PENGGALAN TEKS —
»»

Tanya Jawab

Soal Jawab: Pengunduran Diri PM Italia dan Yunani

بسم الله الرحمن الرحيم

Jawab Soal

Pertanyaan:

Pada sore tanggal 12/11/2011, Silvio Berluscony, perdana menteri Italia, mengumumkan pengunduran dirinya. Tiga hari sebelumnya tepatnya pada sore tanggal 9/11/2011, George Papandreou, juga mengumumkan pengunduran diri. Keduanya mengundurkan diri disebabkan krisis fiansial dan ekonomi yang melanda Italia dan Yunani, terutama krisis utang. Setelah itu Parlemen Italia dan Yunani menyetujui langkah-langkah penghematan dan setuju, baik Italia maupun Yunani, dimasukkan di bawah monitoring Dana Moneter Internasional (IMF) dan Komisi Eropa untuk mengimplementasikan langkah-langkah itu sebagai bagian dari strategi penyelamatan Eropa. Di samping krisis di Italia dan Yunani yang saling berinteraksi pada hari-hari terakhir, di samping itu juga terjadi krisis serupa di Irlandia, Portugal dan Spanyol, di mana krisis itu terus berlangsung sejak lebih dari dua tahun lalu. Sampai-sampai krisis utang pemerintah itu meluas ke Prancis yang merupakan salah satu negara utama di zona Euro, sebagaimana juga menjadi salah satu negara utama Uni Eropa. Semua negara mengalami krisis yang sangat menonjol di zona Euro. Pertanyaannya, sejauh mana pengaruh krisis-krisis itu terhadap masa depan Euro dan terhadap keberlangsungan zona Euro yang menghimpun 17 negara dari 27 negara di dalam Uni Eropa? Bahkan pertanyaannya lebih jauh lagi, sampai pada masa depan Uni Eropa secara keseluruhan?!

««

DATA MENTAH —
»»

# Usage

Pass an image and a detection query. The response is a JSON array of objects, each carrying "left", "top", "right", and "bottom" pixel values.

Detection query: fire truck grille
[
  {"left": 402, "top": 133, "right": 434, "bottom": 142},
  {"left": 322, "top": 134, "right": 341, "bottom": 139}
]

««

Tentukan apakah setiap pernyataan berikut sesuai dengan penggalan teks, lalu jawab ya atau tidak dengan mengutip kata-kata penentunya dari teks. (a) Papandreou mengumumkan pengunduran dirinya tiga hari sebelum Berlusconi. (b) Zona Euro beranggotakan 27 negara. (c) Krisis di Irlandia, Portugal, dan Spanyol baru dimulai beberapa bulan terakhir. Kerjakan hanya dengan berpegang pada penggalan teks.

(a) Ya: "Tiga hari sebelumnya tepatnya pada sore tanggal 9/11/2011, George Papandreou, juga mengumumkan pengunduran diri."
(b) Tidak: "zona Euro yang menghimpun 17 negara dari 27 negara di dalam Uni Eropa"
(c) Tidak: "krisis itu terus berlangsung sejak lebih dari dua tahun lalu"